━━━ ENTRIES

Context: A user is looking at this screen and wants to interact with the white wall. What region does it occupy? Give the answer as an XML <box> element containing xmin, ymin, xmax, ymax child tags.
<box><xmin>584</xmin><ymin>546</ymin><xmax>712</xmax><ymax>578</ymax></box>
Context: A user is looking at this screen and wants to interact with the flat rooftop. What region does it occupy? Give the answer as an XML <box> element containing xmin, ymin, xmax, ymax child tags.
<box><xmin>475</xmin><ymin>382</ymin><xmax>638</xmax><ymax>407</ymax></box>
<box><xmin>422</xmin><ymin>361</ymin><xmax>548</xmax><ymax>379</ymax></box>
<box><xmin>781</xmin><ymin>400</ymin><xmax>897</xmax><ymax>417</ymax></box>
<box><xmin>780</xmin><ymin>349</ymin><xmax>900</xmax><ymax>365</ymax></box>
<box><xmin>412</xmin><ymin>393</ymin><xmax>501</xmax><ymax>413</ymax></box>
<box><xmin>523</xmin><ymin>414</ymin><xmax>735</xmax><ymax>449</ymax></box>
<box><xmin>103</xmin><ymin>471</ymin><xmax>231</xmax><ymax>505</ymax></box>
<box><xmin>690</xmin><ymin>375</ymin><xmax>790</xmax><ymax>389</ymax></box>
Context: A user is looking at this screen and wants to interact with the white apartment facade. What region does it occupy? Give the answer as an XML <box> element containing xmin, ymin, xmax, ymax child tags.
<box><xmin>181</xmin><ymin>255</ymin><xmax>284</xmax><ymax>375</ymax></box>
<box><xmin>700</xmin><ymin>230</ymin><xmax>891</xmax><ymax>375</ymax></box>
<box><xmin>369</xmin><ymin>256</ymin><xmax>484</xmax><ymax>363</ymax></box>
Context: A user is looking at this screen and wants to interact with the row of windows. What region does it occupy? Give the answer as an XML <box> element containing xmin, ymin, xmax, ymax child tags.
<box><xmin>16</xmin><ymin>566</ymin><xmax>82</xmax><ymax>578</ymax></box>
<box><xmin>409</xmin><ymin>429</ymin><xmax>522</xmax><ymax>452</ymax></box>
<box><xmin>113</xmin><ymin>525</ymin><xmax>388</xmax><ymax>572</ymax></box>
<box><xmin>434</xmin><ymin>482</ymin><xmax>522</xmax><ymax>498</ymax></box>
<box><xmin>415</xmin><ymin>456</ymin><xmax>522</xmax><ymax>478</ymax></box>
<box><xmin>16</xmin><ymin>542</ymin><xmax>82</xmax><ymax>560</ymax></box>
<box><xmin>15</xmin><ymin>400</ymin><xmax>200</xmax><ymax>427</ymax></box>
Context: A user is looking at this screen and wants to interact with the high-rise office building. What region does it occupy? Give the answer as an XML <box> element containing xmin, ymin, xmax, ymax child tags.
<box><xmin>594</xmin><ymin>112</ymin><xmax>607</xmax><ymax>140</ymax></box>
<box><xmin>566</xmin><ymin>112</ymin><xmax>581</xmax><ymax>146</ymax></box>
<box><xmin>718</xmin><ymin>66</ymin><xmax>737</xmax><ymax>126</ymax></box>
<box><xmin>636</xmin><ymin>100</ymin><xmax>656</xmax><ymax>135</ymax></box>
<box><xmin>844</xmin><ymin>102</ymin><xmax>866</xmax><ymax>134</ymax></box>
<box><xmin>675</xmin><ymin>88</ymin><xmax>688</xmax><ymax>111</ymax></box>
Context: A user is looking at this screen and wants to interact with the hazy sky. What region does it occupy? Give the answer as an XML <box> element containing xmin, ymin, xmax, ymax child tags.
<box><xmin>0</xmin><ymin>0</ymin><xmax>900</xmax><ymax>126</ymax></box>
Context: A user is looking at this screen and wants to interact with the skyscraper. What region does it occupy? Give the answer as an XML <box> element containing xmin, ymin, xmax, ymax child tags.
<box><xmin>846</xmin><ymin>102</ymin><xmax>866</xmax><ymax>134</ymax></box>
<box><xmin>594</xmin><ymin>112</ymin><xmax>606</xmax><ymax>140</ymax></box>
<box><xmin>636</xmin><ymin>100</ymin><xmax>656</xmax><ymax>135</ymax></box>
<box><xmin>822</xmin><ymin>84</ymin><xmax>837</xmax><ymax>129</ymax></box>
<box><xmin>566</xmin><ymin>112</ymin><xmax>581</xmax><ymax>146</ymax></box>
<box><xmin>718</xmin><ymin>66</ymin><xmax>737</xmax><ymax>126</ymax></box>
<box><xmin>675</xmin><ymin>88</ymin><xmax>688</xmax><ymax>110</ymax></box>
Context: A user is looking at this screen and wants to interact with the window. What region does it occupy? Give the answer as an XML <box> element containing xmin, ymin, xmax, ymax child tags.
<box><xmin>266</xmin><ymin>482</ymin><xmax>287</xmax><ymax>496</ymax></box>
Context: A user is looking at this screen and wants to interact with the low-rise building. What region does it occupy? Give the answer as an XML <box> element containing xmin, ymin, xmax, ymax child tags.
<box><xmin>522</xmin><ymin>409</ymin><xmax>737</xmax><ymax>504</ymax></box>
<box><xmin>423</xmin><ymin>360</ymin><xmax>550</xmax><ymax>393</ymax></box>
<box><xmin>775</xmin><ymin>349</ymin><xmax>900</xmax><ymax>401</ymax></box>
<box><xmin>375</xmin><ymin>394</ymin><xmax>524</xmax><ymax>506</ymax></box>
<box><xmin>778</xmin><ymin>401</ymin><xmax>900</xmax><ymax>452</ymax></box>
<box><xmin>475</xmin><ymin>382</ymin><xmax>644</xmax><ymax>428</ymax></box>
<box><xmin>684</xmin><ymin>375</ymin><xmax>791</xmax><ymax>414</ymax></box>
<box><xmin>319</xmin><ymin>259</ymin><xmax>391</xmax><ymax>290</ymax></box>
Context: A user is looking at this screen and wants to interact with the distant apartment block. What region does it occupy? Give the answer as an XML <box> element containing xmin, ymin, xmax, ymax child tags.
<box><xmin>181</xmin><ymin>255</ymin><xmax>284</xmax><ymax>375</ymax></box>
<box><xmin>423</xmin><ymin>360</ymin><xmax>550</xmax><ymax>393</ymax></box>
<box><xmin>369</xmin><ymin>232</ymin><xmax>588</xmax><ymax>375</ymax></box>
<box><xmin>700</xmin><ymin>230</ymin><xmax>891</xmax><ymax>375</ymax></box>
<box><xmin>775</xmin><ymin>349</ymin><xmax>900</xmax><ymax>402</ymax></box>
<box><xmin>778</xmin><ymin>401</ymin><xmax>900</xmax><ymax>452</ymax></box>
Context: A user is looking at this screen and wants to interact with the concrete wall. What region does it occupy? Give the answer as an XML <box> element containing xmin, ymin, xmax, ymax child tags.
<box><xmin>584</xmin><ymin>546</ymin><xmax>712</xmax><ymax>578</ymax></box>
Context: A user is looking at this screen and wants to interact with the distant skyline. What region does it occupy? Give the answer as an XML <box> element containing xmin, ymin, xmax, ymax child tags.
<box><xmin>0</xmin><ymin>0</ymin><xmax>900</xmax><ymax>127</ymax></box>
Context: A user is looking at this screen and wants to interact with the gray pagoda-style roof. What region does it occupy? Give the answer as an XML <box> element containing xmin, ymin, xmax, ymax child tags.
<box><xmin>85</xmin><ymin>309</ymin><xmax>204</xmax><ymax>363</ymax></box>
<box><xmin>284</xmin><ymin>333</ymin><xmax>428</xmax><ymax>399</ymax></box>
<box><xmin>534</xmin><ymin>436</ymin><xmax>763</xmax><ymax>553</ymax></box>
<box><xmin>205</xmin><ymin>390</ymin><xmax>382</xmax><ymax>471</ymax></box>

━━━━━━

Each line of the material above needs to be quoted exactly, please.

PROBLEM SOLUTION ->
Context: A user is looking at this screen and wants to interact with the white wall. What region does it occupy? Give the answer as an XML <box> element containing xmin, ymin, xmax, ymax child tags.
<box><xmin>584</xmin><ymin>546</ymin><xmax>712</xmax><ymax>578</ymax></box>
Context: A user is looking at this screen and wants to interact with the flat rooftop. What region does it occupy? Give the answer as an XML <box> element containing xmin, ymin, xmax, ymax child tags.
<box><xmin>475</xmin><ymin>382</ymin><xmax>638</xmax><ymax>407</ymax></box>
<box><xmin>422</xmin><ymin>361</ymin><xmax>548</xmax><ymax>379</ymax></box>
<box><xmin>781</xmin><ymin>400</ymin><xmax>897</xmax><ymax>417</ymax></box>
<box><xmin>780</xmin><ymin>349</ymin><xmax>900</xmax><ymax>365</ymax></box>
<box><xmin>412</xmin><ymin>393</ymin><xmax>501</xmax><ymax>413</ymax></box>
<box><xmin>523</xmin><ymin>414</ymin><xmax>735</xmax><ymax>449</ymax></box>
<box><xmin>103</xmin><ymin>471</ymin><xmax>231</xmax><ymax>505</ymax></box>
<box><xmin>690</xmin><ymin>375</ymin><xmax>790</xmax><ymax>389</ymax></box>
Context: A user is looking at this screen and wants to interact with the white apartment facade. What region does it occupy? Give the answer as an XML <box> element containing xmin, ymin, xmax, ymax child tags.
<box><xmin>181</xmin><ymin>255</ymin><xmax>284</xmax><ymax>375</ymax></box>
<box><xmin>700</xmin><ymin>230</ymin><xmax>891</xmax><ymax>375</ymax></box>
<box><xmin>369</xmin><ymin>256</ymin><xmax>484</xmax><ymax>363</ymax></box>
Context: A user is looking at this screen and wants to interact with the row of windows. What region does it occupy? Give the answer as an XML <box> element containing xmin, ymin, xmax, ymax child tags.
<box><xmin>16</xmin><ymin>566</ymin><xmax>82</xmax><ymax>578</ymax></box>
<box><xmin>409</xmin><ymin>429</ymin><xmax>522</xmax><ymax>452</ymax></box>
<box><xmin>113</xmin><ymin>525</ymin><xmax>388</xmax><ymax>572</ymax></box>
<box><xmin>434</xmin><ymin>482</ymin><xmax>522</xmax><ymax>498</ymax></box>
<box><xmin>415</xmin><ymin>456</ymin><xmax>522</xmax><ymax>478</ymax></box>
<box><xmin>16</xmin><ymin>542</ymin><xmax>82</xmax><ymax>560</ymax></box>
<box><xmin>15</xmin><ymin>400</ymin><xmax>200</xmax><ymax>427</ymax></box>
Context: A user is looking at this screen and wants to interact with the high-rise office building. What region does it occupy? Give the answer as an XML <box> element containing xmin, ymin, xmax, ymax child tags.
<box><xmin>594</xmin><ymin>112</ymin><xmax>607</xmax><ymax>140</ymax></box>
<box><xmin>566</xmin><ymin>112</ymin><xmax>581</xmax><ymax>146</ymax></box>
<box><xmin>718</xmin><ymin>66</ymin><xmax>737</xmax><ymax>126</ymax></box>
<box><xmin>636</xmin><ymin>100</ymin><xmax>656</xmax><ymax>135</ymax></box>
<box><xmin>844</xmin><ymin>102</ymin><xmax>866</xmax><ymax>134</ymax></box>
<box><xmin>675</xmin><ymin>88</ymin><xmax>688</xmax><ymax>111</ymax></box>
Context: A user is looking at this screen and wants to interact with the hazy sky. What region does it occupy? Give the answer as an XML <box> element containing xmin, ymin, xmax, ymax child tags.
<box><xmin>0</xmin><ymin>0</ymin><xmax>900</xmax><ymax>126</ymax></box>
Context: A user is looking at this screen and wants to interact with the skyscraper. What region does it occupy? Give the answer as an XML <box> element containing xmin, ymin, xmax, ymax child tags.
<box><xmin>846</xmin><ymin>102</ymin><xmax>866</xmax><ymax>134</ymax></box>
<box><xmin>594</xmin><ymin>112</ymin><xmax>606</xmax><ymax>140</ymax></box>
<box><xmin>636</xmin><ymin>100</ymin><xmax>656</xmax><ymax>135</ymax></box>
<box><xmin>822</xmin><ymin>84</ymin><xmax>837</xmax><ymax>129</ymax></box>
<box><xmin>566</xmin><ymin>112</ymin><xmax>581</xmax><ymax>146</ymax></box>
<box><xmin>718</xmin><ymin>66</ymin><xmax>737</xmax><ymax>126</ymax></box>
<box><xmin>675</xmin><ymin>88</ymin><xmax>688</xmax><ymax>110</ymax></box>
Context: A user is looking at this screen and wants to interact with the window. What region does it occupy? Give the answer as an XML <box> element containing xmin, ymin, xmax, ymax child tags.
<box><xmin>266</xmin><ymin>482</ymin><xmax>287</xmax><ymax>496</ymax></box>
Context: A user is looking at this screen and wants to interact with the low-rise building. What region does it occupy? Give the answer as an XML <box> element containing xmin, ymin, xmax, ymax child tags.
<box><xmin>522</xmin><ymin>409</ymin><xmax>737</xmax><ymax>504</ymax></box>
<box><xmin>423</xmin><ymin>360</ymin><xmax>550</xmax><ymax>393</ymax></box>
<box><xmin>775</xmin><ymin>349</ymin><xmax>900</xmax><ymax>401</ymax></box>
<box><xmin>375</xmin><ymin>394</ymin><xmax>524</xmax><ymax>506</ymax></box>
<box><xmin>778</xmin><ymin>401</ymin><xmax>900</xmax><ymax>452</ymax></box>
<box><xmin>475</xmin><ymin>382</ymin><xmax>644</xmax><ymax>428</ymax></box>
<box><xmin>684</xmin><ymin>375</ymin><xmax>791</xmax><ymax>414</ymax></box>
<box><xmin>319</xmin><ymin>259</ymin><xmax>391</xmax><ymax>290</ymax></box>
Context: A user is looking at this screen and wants to interact with the distant apartment block. What region does it occupy? Give the answer as an XML <box> element containing xmin, ymin, xmax, ymax child tags.
<box><xmin>181</xmin><ymin>255</ymin><xmax>284</xmax><ymax>375</ymax></box>
<box><xmin>423</xmin><ymin>360</ymin><xmax>550</xmax><ymax>393</ymax></box>
<box><xmin>369</xmin><ymin>232</ymin><xmax>588</xmax><ymax>375</ymax></box>
<box><xmin>700</xmin><ymin>230</ymin><xmax>891</xmax><ymax>375</ymax></box>
<box><xmin>775</xmin><ymin>349</ymin><xmax>900</xmax><ymax>402</ymax></box>
<box><xmin>778</xmin><ymin>401</ymin><xmax>900</xmax><ymax>452</ymax></box>
Context: A user is looking at this screen and wants to interact with the concrete wall. What region does it occupy? Give the answer as an XML <box> element containing xmin, ymin, xmax, ymax child tags.
<box><xmin>584</xmin><ymin>546</ymin><xmax>712</xmax><ymax>578</ymax></box>
Context: A user is looking at this screen and wants to interact with the distant skyline. What region does it occupy? Give the answer as an XML <box> element containing xmin, ymin, xmax, ymax child tags.
<box><xmin>0</xmin><ymin>0</ymin><xmax>900</xmax><ymax>127</ymax></box>
Context: A user is looking at this screen and wants to interact with the gray pagoda-style roof. What region does it occupy? Give the answer as an XML <box> element containing xmin, ymin, xmax, ymax child tags.
<box><xmin>85</xmin><ymin>309</ymin><xmax>204</xmax><ymax>363</ymax></box>
<box><xmin>284</xmin><ymin>333</ymin><xmax>428</xmax><ymax>399</ymax></box>
<box><xmin>534</xmin><ymin>436</ymin><xmax>763</xmax><ymax>553</ymax></box>
<box><xmin>205</xmin><ymin>390</ymin><xmax>382</xmax><ymax>471</ymax></box>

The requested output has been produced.